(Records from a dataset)
◇ ◇ ◇ ◇ ◇

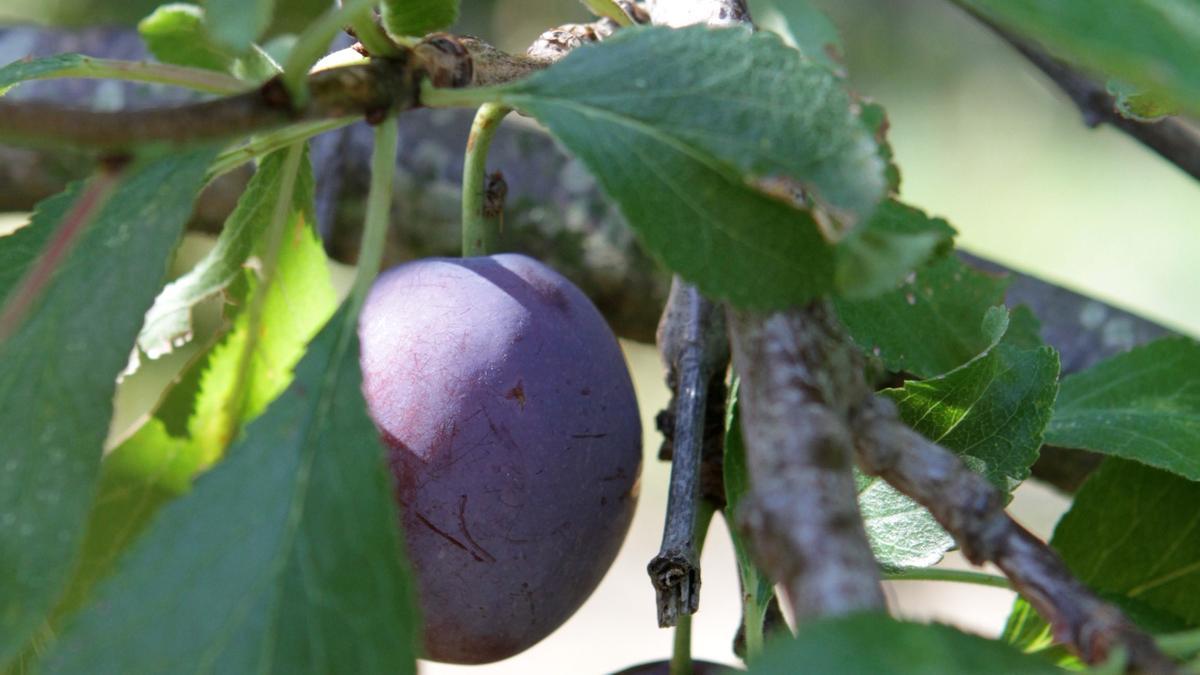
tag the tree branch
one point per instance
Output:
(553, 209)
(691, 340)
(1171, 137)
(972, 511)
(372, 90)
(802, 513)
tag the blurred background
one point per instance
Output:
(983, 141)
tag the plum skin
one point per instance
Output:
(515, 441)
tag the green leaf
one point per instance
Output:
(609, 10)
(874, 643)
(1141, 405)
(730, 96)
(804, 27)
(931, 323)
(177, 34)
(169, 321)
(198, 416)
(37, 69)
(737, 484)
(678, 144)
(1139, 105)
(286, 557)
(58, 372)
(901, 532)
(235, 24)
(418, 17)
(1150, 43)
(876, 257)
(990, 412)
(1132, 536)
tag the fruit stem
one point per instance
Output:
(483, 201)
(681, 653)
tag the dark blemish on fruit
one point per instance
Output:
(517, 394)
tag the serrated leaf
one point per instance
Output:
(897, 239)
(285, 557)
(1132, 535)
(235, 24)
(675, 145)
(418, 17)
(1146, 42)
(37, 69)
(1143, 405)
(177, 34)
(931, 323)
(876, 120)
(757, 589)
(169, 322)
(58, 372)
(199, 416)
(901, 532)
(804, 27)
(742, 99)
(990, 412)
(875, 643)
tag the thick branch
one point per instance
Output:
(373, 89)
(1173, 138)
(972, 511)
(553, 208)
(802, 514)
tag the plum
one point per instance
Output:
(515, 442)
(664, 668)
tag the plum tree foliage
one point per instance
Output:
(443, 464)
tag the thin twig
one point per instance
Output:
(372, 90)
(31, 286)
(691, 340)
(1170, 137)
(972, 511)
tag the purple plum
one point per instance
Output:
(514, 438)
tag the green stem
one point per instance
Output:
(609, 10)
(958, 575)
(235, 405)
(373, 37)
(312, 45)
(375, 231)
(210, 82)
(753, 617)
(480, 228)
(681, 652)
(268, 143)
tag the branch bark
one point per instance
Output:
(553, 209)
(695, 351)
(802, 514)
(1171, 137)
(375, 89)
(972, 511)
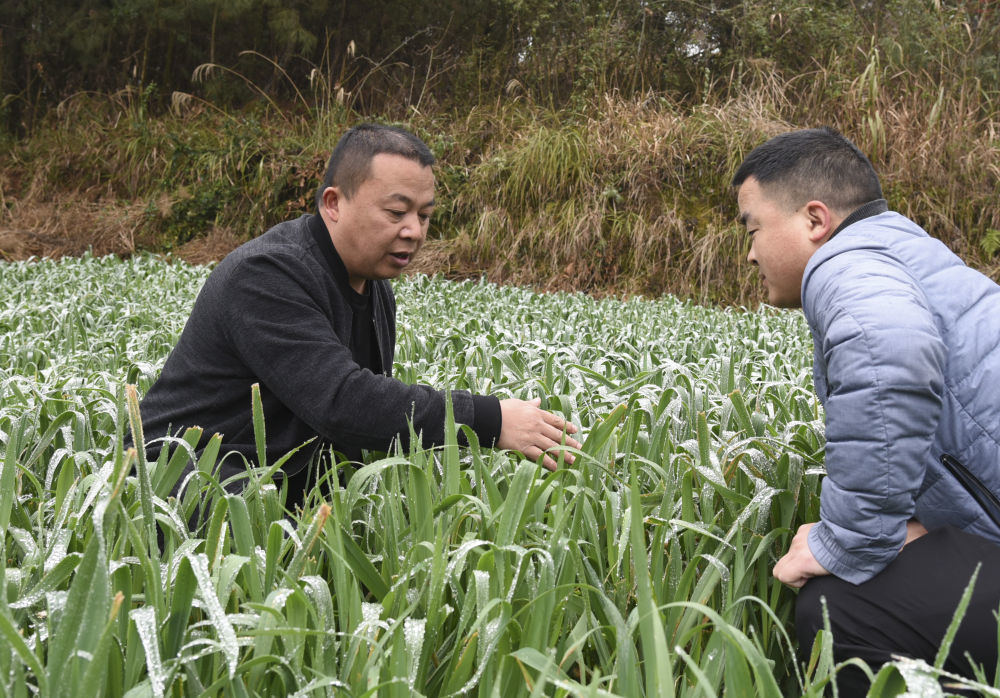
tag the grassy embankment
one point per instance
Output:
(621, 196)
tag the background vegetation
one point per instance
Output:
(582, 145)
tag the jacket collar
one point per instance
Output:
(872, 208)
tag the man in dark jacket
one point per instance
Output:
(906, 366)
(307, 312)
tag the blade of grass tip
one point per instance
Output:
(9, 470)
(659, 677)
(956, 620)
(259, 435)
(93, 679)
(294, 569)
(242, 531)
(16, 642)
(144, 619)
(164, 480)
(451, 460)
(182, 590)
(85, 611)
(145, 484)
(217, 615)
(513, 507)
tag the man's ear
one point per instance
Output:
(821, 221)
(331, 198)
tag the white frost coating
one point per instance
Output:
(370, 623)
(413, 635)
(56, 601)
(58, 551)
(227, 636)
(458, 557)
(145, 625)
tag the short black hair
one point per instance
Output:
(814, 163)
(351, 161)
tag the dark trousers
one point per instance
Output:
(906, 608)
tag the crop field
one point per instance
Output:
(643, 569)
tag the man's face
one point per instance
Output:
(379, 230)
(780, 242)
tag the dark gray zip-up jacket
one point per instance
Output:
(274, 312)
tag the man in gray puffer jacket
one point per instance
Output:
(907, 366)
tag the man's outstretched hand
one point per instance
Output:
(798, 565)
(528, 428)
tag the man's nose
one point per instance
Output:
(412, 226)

◇ ◇ ◇ ◇ ◇

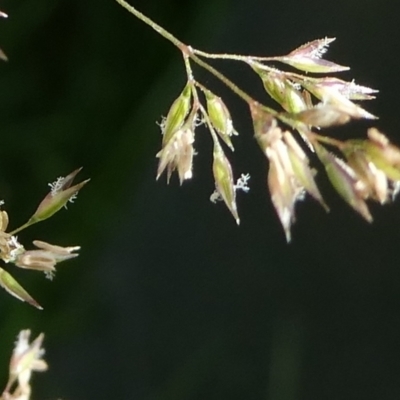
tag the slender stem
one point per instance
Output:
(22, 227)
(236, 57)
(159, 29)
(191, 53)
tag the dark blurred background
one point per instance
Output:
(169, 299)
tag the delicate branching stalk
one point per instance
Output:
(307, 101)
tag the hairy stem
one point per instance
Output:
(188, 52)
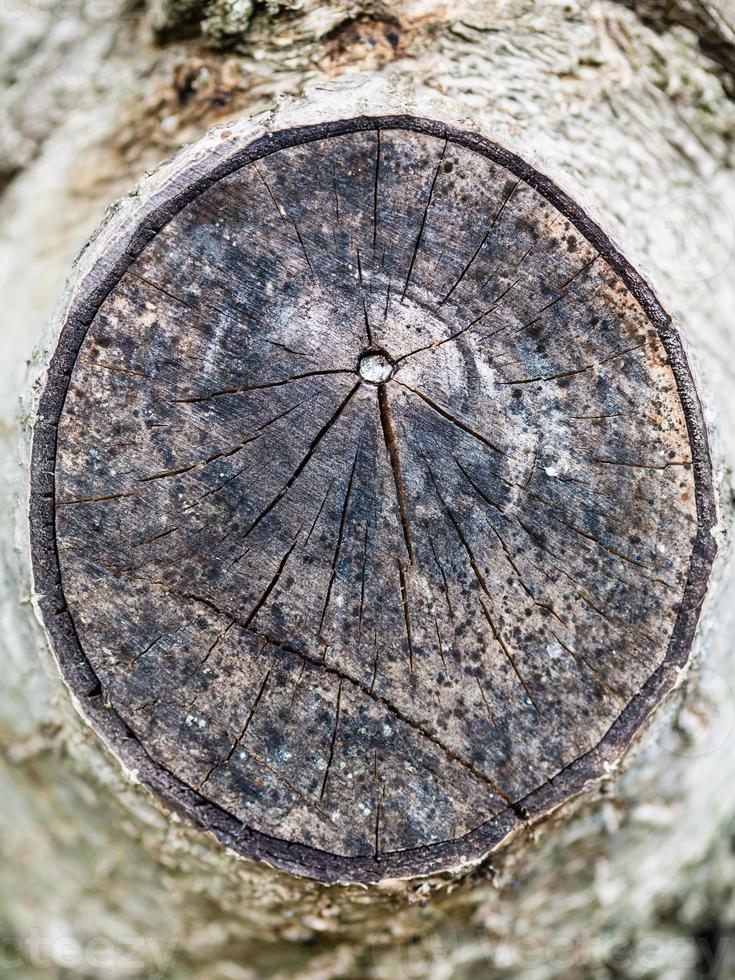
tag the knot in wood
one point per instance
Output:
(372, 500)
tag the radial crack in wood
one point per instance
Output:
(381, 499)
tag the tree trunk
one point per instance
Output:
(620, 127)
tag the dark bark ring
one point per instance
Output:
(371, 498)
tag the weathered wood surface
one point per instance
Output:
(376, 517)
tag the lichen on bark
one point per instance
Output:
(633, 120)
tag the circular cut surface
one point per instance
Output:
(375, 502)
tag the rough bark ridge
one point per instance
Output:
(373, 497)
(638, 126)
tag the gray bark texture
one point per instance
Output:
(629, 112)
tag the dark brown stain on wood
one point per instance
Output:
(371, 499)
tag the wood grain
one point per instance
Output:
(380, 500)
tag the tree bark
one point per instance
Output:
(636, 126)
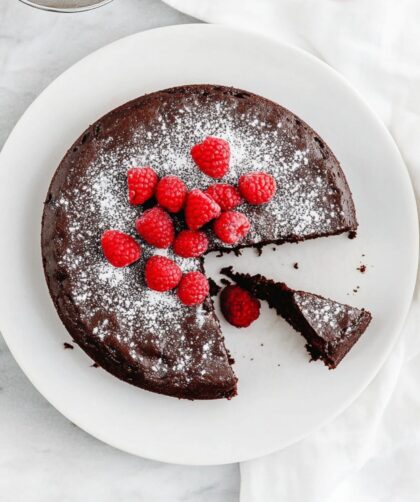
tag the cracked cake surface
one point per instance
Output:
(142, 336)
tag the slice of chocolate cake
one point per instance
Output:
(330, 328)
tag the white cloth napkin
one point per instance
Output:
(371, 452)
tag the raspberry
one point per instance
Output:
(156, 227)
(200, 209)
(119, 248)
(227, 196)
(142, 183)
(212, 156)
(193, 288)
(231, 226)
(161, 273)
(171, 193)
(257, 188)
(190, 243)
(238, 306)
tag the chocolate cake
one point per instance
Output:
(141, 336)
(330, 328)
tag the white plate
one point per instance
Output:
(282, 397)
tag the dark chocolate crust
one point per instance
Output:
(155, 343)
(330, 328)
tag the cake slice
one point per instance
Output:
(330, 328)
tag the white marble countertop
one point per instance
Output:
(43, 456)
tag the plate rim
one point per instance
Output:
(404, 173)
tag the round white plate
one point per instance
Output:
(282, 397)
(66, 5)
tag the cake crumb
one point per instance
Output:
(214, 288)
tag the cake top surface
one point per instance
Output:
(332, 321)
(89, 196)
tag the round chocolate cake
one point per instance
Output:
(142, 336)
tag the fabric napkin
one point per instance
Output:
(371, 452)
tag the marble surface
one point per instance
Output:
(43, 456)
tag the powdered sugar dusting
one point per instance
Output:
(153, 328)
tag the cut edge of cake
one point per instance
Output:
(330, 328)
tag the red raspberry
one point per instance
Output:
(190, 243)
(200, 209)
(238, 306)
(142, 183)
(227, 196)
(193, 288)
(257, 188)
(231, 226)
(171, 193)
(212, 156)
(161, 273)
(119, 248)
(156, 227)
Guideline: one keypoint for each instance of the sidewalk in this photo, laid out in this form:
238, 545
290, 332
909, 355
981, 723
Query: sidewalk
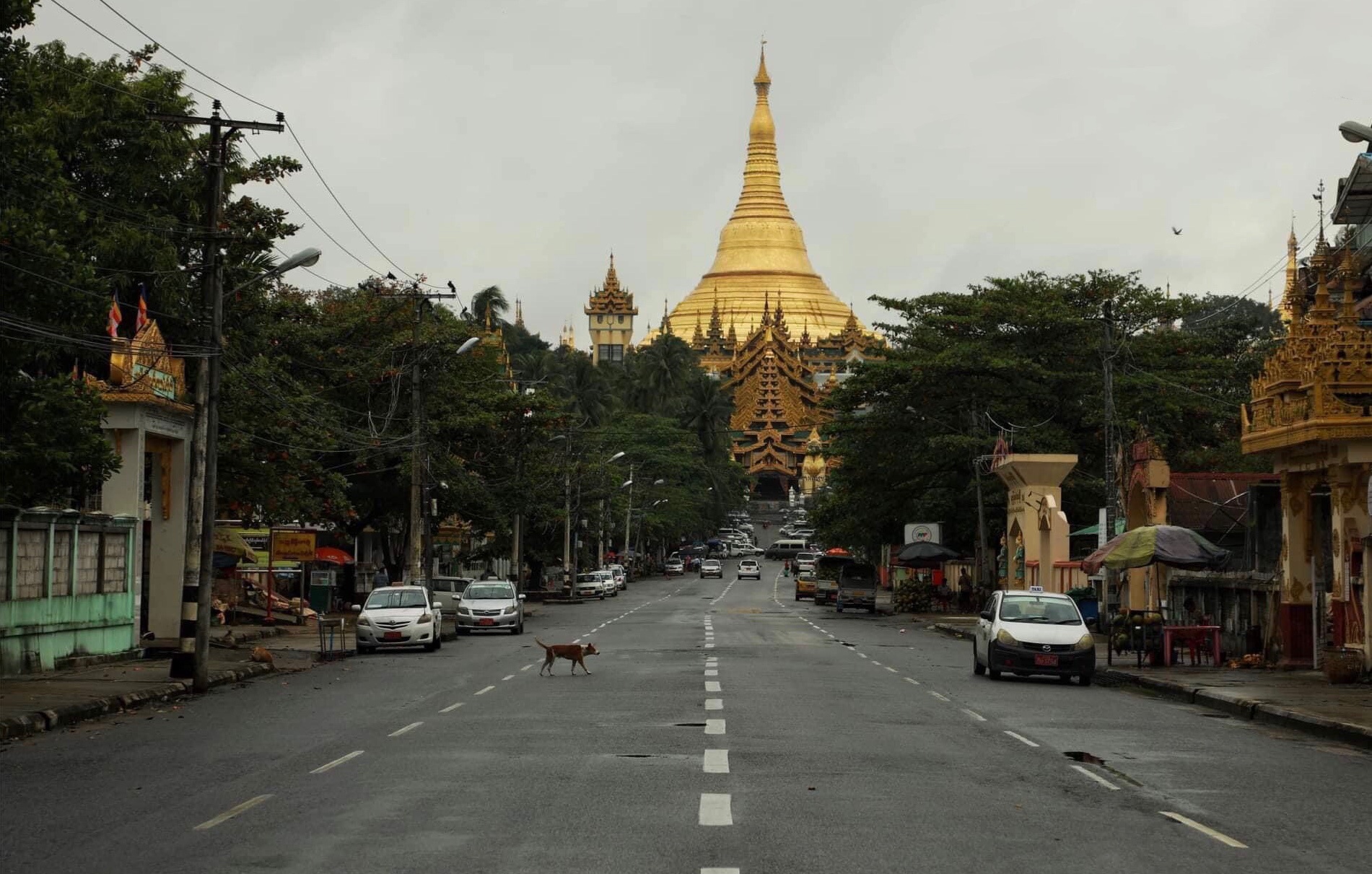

◇ ◇ ◇ ◇ ◇

» **WRITTEN EXERCISE**:
Determine how many lines of the data above contain the string "dark", treating uppercase and lowercase letters as distinct. Give only the number.

» **EXERCISE OUTPUT**:
8